→ **Exercise brief**
Render the material as a Markdown table with the columns Row and Material line, starting with the line containing "Tag every instance of the tree trunk" and going on through the end of the material, both ends included. Skip blank lines and leave the pictures out.

→ **Task data**
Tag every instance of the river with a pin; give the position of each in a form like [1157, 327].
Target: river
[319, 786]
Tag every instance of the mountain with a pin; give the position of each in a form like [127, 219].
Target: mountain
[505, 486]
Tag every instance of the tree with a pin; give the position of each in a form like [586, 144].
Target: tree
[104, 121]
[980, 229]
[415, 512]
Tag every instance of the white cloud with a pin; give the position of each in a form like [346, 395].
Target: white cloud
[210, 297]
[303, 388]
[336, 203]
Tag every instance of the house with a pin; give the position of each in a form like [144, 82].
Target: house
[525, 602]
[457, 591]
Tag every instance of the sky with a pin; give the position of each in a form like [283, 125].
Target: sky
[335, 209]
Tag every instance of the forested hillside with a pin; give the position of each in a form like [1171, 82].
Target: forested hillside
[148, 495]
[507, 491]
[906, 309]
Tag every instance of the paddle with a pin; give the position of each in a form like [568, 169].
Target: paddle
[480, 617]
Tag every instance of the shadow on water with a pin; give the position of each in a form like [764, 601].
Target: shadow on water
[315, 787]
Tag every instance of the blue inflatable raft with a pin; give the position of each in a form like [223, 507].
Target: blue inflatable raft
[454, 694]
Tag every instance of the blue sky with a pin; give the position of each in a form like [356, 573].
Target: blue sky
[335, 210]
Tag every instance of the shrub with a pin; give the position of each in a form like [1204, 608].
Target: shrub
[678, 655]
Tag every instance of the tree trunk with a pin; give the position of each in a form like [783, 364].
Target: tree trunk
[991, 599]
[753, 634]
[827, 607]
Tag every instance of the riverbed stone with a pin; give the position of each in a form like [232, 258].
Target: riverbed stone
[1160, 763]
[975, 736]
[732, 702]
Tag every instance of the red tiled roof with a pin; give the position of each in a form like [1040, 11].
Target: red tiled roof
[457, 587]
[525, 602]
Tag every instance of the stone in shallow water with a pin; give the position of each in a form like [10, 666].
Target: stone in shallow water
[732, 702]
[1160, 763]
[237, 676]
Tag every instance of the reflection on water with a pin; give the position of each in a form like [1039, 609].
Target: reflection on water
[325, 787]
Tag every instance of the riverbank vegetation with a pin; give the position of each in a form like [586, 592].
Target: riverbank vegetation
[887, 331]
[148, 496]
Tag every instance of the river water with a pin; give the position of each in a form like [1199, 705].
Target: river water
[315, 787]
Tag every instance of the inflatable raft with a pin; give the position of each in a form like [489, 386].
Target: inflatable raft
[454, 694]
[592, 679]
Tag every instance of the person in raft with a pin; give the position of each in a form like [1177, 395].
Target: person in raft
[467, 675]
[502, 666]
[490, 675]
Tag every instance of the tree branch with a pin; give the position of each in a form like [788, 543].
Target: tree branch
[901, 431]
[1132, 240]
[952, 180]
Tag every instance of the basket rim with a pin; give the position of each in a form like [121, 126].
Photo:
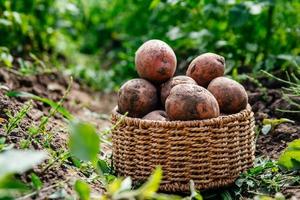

→ **Task result**
| Row | Material line |
|---|---|
| 1 | Tag every instance of the tree trunk with a pin; give the position of each in a form like [783, 364]. |
| 2 | Target: tree trunk |
| 3 | [991, 599] |
| 4 | [753, 634] |
| 5 | [827, 607] |
| 6 | Tag every instance of the riverbed stone with a pin; give the position of each in a form like [232, 258]. |
| 7 | Target: riverbed stone |
| 8 | [1160, 763] |
| 9 | [975, 736] |
| 10 | [732, 702] |
| 11 | Tag every instance of the red tiled roof with a pin; give the position of each in a form like [1040, 11]. |
| 12 | Target: red tiled roof |
| 13 | [457, 587] |
| 14 | [525, 602] |
| 15 | Tag every instance of the stone in shallow water with a pin; give the position of each in a form like [10, 666]. |
| 16 | Target: stone in shallow water |
| 17 | [732, 702] |
| 18 | [1160, 763] |
| 19 | [237, 676] |
| 20 | Tag every instance of the reflection on water with a pin; give the position of each in a form like [1039, 609]. |
| 21 | Target: reflection on water |
| 22 | [325, 787] |
| 23 | Tag every instance of the riverbank vegetation with a pin; give the position of each in a form like [586, 592]. |
| 24 | Target: riverbank vegetation |
| 25 | [887, 331] |
| 26 | [148, 496] |
| 27 | Tag every instance of the river water with a pin; give the position of each in a form like [1199, 705]. |
| 28 | Target: river water |
| 29 | [315, 787] |
| 30 | Tag every instance of the inflatable raft with a pin; give the position of each in a form like [489, 386]. |
| 31 | Target: inflatable raft |
| 32 | [454, 694] |
| 33 | [592, 679] |
| 34 | Tag every instance of the person in raft with a pin; give the position of each in a form like [1177, 395]. |
| 35 | Target: person in raft |
| 36 | [467, 675] |
| 37 | [502, 666] |
| 38 | [490, 675] |
| 39 | Tag every instance of the tree branch with a pin; give the position of each in a form like [788, 543]. |
| 40 | Target: tree branch |
| 41 | [901, 431] |
| 42 | [1132, 240] |
| 43 | [952, 180] |
| 44 | Tag every instance of the basket rim with a pin; give the position of each in a form like [121, 126]. |
| 45 | Photo: |